• [Exercise goal] Reproduce the lines below, from the line containing "Put a dot on every instance of the pointed" through the last line, requests included. Multiply each point coordinate in the answers by 2.55 and round it to a whole number, with halves rounding up, but leave the numbers in the requests and their layout samples unchanged.
## BEGIN Provided data
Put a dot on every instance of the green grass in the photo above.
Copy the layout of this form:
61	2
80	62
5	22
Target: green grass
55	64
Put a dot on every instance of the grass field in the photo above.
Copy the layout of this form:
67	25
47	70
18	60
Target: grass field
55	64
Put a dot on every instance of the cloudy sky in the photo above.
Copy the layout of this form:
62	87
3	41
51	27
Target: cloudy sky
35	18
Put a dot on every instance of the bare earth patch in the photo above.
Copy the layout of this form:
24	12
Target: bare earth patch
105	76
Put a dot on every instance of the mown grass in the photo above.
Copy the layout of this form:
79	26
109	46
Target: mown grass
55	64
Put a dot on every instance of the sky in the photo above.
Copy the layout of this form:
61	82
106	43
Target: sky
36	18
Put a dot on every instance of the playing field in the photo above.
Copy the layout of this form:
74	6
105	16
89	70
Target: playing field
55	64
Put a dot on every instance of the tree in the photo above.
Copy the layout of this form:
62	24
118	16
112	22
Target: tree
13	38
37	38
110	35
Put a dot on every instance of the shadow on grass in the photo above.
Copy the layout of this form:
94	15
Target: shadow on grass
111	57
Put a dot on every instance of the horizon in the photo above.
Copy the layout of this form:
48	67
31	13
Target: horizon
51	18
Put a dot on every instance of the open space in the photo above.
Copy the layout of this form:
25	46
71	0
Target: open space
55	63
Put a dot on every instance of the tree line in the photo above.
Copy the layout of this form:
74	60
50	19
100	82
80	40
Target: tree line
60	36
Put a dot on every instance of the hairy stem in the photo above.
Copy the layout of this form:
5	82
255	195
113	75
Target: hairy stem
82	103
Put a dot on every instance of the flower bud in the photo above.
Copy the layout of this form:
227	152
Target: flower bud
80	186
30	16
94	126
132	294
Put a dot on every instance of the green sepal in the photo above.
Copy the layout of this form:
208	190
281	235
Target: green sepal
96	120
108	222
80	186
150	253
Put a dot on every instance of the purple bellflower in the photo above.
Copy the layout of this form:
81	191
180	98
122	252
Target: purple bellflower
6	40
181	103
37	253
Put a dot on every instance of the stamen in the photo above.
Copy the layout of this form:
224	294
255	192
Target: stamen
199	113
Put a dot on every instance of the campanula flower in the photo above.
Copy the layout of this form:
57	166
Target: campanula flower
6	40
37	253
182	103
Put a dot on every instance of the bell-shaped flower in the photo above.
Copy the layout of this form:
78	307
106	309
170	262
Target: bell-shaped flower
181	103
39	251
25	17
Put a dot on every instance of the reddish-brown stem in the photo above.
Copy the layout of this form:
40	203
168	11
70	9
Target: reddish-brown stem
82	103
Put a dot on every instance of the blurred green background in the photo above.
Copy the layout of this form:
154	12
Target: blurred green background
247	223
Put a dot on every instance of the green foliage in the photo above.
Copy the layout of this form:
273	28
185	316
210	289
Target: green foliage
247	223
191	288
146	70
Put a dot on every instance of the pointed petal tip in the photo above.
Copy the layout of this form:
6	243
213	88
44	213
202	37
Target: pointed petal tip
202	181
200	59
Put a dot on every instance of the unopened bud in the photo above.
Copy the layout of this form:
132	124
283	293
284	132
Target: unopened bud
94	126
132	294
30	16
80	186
## END Provided data
• [Output below]
Put a dot on every instance of the pointed petal tip in the photo above.
Copy the layout of this form:
6	243
213	88
44	213
202	37
Target: pointed petal tip
515	462
510	150
Put a dot on every instance of the unopened bud in the photo above.
Copy the layout of this form:
132	124
283	293
284	132
Target: unopened bud
240	321
337	750
77	41
204	474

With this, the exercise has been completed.